── Source document
Re: Elements invisible to naked eye. ::visibly-hidden pseudo class?

[Sorry for the delay; our moderation queue was just emptied.]

On Wed, Jul 9, 2014 at 2:06 PM, Cory Mawhorter <cory.mawhorter@gmail.com> wrote:
> Wanted to throw this out there for discussion...
>
> The problem:
>
> An element with a black background sits inside a container element with a
> black background.  The element is invisible to the naked eye, but not
> display:none or visibility:hidden.  You want to adjust the styling of just
> that element, but have no way to do so that will support future style
> changes.  (What if I want to change the container background to white or add
> support for themes.)
>
> I can't think of any solid workarounds.
>
> I explain the problem in more detail here:
> mawhorter.net/post/91279744832/i-want-a-new-pseudo-class-take-a-look-at-the
>
>
> Proposed solution:
>
> A ::visibly-hidden pseudo selector.  You can then modify properties only
> when an element becomes "invisible".  I realize "invisible to the naked eye"
> is subjective and that my visibly hidden doesn't match yours.  But pretty
> good generalizations exist.

I don't think this'll work, unfortunately.

One, as you note, there's no good definition of "invisible to the
naked eye".  We could be strict and require exact color matches
between text and background, or background and backdrop, but that
would miss a ton of cases that are effectively invisible.

Two, I'm not sure how often this'll apply in a useful way.  You imply
that it can match when an element's background is invisible against
its backdrop.  What about the element's content, though?  It's
perfectly reasonable for an element to have the same background as its
parent (or a transparent background), but have different-colored text.
If its text/background distinction you want, we'd want a different
selector with a better name, because you'd solve that kind of problem
very differently.

More importantly, this has circularity problems real bad.  Take this example:

body { background: black; }
body > div { background: black; }
body > div:visibly-hidden { background: white; }

Is its background black or white?  If its white, it's no longer
visibly hidden, so the pseudo-class shouldn't match. But that means
its black, and so hidden, and the pseudo-class *should* match. Etc.
────
── Entries
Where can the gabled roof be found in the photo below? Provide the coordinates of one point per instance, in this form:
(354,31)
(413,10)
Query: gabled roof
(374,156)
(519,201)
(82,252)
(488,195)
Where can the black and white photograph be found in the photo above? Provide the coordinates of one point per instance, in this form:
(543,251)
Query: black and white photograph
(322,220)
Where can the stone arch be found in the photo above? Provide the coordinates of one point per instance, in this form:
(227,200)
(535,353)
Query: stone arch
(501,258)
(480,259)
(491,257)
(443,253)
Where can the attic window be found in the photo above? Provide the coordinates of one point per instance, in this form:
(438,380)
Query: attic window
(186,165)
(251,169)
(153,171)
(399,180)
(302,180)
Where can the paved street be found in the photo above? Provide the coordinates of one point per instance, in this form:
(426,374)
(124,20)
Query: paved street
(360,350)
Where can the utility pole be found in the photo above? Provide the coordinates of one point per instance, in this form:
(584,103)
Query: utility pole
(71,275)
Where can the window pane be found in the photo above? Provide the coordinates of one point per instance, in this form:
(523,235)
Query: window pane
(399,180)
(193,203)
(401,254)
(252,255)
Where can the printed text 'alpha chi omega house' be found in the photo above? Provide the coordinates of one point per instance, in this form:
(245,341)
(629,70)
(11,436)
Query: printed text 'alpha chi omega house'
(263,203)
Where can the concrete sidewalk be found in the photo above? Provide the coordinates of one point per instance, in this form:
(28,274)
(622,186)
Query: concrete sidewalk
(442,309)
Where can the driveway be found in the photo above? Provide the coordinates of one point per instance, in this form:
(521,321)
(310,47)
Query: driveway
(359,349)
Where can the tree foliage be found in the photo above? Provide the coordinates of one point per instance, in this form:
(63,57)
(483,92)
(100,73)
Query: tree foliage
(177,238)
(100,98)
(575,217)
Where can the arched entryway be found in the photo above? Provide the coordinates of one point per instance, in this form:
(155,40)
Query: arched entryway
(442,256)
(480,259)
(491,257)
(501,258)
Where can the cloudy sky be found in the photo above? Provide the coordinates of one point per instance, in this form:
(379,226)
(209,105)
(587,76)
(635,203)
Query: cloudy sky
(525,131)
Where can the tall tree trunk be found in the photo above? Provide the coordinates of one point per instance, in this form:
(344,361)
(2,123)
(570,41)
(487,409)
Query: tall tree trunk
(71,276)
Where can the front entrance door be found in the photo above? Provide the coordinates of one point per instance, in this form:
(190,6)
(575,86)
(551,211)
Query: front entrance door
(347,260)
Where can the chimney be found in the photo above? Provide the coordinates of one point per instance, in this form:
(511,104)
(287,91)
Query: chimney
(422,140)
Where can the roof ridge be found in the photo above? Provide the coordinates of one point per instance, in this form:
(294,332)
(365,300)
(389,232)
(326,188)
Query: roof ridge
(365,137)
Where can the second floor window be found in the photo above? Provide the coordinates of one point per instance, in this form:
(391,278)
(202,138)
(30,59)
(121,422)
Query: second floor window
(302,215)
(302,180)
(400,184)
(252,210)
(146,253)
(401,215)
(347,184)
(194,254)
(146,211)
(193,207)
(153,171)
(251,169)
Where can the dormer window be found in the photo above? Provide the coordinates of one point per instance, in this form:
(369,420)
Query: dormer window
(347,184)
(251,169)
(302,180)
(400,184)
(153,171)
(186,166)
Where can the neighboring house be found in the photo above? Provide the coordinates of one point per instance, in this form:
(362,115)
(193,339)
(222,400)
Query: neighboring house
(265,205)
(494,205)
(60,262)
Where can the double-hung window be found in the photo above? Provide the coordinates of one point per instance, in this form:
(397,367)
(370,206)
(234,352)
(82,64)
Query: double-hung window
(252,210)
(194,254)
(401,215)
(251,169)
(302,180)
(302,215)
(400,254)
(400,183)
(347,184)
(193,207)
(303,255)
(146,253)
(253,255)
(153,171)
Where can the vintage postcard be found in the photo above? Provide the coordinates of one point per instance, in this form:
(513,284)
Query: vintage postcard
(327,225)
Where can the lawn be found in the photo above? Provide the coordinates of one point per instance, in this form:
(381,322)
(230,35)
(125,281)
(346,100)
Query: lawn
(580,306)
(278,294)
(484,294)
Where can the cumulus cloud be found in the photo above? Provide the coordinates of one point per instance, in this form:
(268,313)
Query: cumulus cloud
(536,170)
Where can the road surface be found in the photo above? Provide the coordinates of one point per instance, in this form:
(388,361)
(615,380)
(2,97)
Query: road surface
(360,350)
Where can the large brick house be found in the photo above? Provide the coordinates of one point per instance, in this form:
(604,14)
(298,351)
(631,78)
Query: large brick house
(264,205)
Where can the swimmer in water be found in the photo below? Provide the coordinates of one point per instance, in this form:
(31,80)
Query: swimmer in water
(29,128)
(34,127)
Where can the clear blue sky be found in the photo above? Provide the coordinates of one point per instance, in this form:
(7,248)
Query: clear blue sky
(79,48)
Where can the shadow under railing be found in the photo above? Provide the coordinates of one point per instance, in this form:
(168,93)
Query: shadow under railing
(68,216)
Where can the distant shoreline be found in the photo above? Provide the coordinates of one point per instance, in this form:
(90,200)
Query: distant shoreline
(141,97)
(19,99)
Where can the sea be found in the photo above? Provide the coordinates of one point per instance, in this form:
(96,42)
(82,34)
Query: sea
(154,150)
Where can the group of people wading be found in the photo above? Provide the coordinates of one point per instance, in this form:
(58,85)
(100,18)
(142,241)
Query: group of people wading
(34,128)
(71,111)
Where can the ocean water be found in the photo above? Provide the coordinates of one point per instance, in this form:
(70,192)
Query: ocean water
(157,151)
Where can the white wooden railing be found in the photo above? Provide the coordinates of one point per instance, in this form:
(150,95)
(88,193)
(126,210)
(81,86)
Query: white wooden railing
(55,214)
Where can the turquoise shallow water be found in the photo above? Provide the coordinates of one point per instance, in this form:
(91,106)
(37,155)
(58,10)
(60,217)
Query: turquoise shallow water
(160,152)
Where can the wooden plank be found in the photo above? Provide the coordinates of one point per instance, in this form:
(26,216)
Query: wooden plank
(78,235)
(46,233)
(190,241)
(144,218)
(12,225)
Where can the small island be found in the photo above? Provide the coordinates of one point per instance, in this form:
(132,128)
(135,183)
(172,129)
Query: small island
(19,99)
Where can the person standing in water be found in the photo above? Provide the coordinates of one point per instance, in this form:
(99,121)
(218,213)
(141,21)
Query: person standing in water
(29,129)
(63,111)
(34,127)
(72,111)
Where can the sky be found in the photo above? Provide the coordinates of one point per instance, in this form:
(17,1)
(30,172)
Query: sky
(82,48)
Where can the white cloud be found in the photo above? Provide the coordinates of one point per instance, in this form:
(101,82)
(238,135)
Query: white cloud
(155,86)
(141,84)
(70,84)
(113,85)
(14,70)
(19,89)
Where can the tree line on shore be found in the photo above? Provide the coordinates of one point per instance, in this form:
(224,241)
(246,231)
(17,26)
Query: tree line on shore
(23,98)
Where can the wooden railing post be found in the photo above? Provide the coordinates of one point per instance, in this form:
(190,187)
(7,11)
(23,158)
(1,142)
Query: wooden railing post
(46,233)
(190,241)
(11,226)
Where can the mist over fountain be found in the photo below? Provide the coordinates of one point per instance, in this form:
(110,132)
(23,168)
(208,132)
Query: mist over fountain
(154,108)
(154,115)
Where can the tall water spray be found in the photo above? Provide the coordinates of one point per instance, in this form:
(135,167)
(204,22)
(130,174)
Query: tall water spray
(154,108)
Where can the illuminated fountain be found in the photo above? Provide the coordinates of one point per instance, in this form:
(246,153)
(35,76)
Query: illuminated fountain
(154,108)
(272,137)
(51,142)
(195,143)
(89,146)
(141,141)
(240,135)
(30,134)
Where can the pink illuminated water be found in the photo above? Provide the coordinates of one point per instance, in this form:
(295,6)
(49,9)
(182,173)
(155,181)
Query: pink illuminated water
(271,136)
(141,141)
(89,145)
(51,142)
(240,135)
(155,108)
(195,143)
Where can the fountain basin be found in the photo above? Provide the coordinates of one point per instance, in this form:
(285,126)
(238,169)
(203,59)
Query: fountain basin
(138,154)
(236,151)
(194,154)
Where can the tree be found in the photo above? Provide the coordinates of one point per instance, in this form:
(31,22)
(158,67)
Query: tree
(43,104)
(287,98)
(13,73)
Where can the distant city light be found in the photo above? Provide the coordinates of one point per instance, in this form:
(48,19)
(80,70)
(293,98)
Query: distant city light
────
Required actions:
(1) Quote the mailing-list reply, the stretch from "I don't think" through "have different-colored text.".
(2) List every selector that begins a style rule in the code example of the mailing-list reply.
Rely only on the mailing-list reply, not on the material.

Solutions to the tasks:
(1)
I don't think this'll work, unfortunately.

One, as you note, there's no good definition of "invisible to the
naked eye".  We could be strict and require exact color matches
between text and background, or background and backdrop, but that
would miss a ton of cases that are effectively invisible.

Two, I'm not sure how often this'll apply in a useful way.  You imply
that it can match when an element's background is invisible against
its backdrop.  What about the element's content, though?  It's
perfectly reasonable for an element to have the same background as its
parent (or a transparent background), but have different-colored text.

(2)
body
body > div
body > div:visibly-hidden